━━━ Document extract ━━━

Dr. Hsleh basically condensed the Annals of Internal Medicine study, noting that the researchers’ conclusion that people could continue current levels of red and processed meat consumption met with “fierce resistance from the American Heart Association, the American Cancer Society, and the Harvard T.H. Chan School of Public Health,” the latter of which officially labeled those recommendations “irresponsible and unethical” and argued that such a stance would “harm the credibility of nutrition science and erode the public trust in scientific research.”
Sorry, Harvard, but climate deniers already beat you to it.
In his review, Dr. Hsleh helpfully explains why the Annals researchers actually conducted a solid, scientifically valid study, the various authorities’ the-sky-is-falling-warnings notwithstanding.
Along the way, he made an important point about studies based on data compiled from what people SAY they’re eating, an assertion I’ve made so often I’d be proud to have it engraved on my tombstone: “Here lies a guy who understood that correlation ain’t causation.”

━━━ Dataset content ━━━

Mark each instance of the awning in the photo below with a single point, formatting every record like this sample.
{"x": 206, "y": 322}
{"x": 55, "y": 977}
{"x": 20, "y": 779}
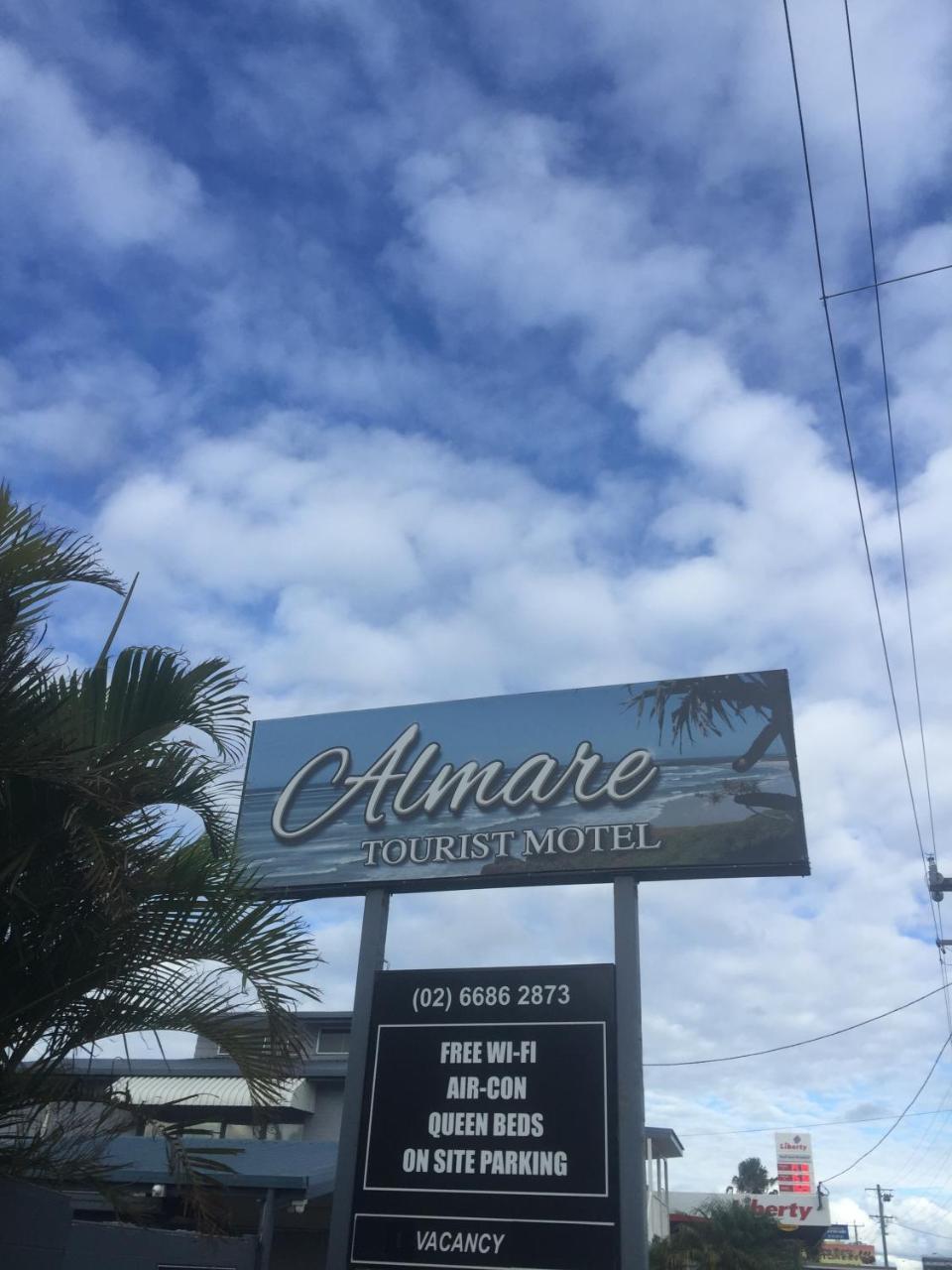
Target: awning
{"x": 212, "y": 1092}
{"x": 304, "y": 1167}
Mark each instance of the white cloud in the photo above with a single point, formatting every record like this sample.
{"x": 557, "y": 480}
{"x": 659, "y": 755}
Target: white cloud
{"x": 99, "y": 178}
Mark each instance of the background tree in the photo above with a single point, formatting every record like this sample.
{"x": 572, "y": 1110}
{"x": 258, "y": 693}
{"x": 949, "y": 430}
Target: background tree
{"x": 752, "y": 1178}
{"x": 116, "y": 919}
{"x": 730, "y": 1237}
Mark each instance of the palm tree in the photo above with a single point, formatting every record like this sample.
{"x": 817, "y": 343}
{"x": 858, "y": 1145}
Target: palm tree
{"x": 715, "y": 703}
{"x": 122, "y": 905}
{"x": 752, "y": 1178}
{"x": 729, "y": 1237}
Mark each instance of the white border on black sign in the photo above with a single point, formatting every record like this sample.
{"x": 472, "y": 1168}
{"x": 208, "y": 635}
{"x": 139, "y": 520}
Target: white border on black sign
{"x": 474, "y": 1191}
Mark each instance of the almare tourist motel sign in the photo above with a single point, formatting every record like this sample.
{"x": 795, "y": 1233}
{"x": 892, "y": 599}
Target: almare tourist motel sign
{"x": 680, "y": 778}
{"x": 488, "y": 1133}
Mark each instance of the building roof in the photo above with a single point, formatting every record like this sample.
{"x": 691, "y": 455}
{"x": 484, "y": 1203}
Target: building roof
{"x": 306, "y": 1167}
{"x": 665, "y": 1143}
{"x": 326, "y": 1067}
{"x": 208, "y": 1091}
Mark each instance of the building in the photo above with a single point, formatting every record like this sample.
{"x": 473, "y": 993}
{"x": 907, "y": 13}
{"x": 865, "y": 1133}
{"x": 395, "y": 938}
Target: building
{"x": 281, "y": 1160}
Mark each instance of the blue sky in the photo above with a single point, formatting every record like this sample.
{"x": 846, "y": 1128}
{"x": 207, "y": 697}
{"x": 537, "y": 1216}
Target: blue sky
{"x": 422, "y": 350}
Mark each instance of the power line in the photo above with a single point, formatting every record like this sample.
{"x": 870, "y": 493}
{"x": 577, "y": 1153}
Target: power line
{"x": 807, "y": 1124}
{"x": 849, "y": 444}
{"x": 887, "y": 282}
{"x": 898, "y": 1118}
{"x": 793, "y": 1044}
{"x": 898, "y": 508}
{"x": 915, "y": 1229}
{"x": 889, "y": 422}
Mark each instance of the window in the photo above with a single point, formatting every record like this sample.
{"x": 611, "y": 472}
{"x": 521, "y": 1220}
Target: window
{"x": 333, "y": 1042}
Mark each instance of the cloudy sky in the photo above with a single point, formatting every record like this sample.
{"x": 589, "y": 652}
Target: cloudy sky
{"x": 428, "y": 350}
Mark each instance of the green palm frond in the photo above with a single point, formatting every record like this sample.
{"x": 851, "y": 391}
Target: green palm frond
{"x": 37, "y": 562}
{"x": 113, "y": 916}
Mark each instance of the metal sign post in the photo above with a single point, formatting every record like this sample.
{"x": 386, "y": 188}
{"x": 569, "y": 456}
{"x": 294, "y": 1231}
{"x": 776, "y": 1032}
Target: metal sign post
{"x": 631, "y": 1082}
{"x": 373, "y": 939}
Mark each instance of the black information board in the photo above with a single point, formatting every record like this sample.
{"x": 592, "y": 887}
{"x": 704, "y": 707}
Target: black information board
{"x": 488, "y": 1133}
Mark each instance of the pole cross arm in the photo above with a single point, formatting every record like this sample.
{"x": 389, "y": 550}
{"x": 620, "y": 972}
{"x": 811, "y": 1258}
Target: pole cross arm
{"x": 938, "y": 885}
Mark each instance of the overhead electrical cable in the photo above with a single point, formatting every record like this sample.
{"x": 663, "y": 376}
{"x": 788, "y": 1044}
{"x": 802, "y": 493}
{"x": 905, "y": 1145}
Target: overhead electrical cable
{"x": 897, "y": 500}
{"x": 896, "y": 1121}
{"x": 888, "y": 282}
{"x": 889, "y": 422}
{"x": 806, "y": 1124}
{"x": 849, "y": 444}
{"x": 915, "y": 1229}
{"x": 794, "y": 1044}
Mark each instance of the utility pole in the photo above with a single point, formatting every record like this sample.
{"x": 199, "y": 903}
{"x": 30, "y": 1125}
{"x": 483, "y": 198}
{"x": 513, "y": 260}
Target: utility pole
{"x": 883, "y": 1197}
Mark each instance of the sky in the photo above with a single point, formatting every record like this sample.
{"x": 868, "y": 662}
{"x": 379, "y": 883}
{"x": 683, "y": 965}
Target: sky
{"x": 422, "y": 350}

━━━

What you have to do:
In the passage on the red meat study, which organization officially called the researchers' recommendations "irresponsible and unethical"? The data above is separate material, unrelated to the passage on red meat.

Response to this task:
The Harvard T.H. Chan School of Public Health.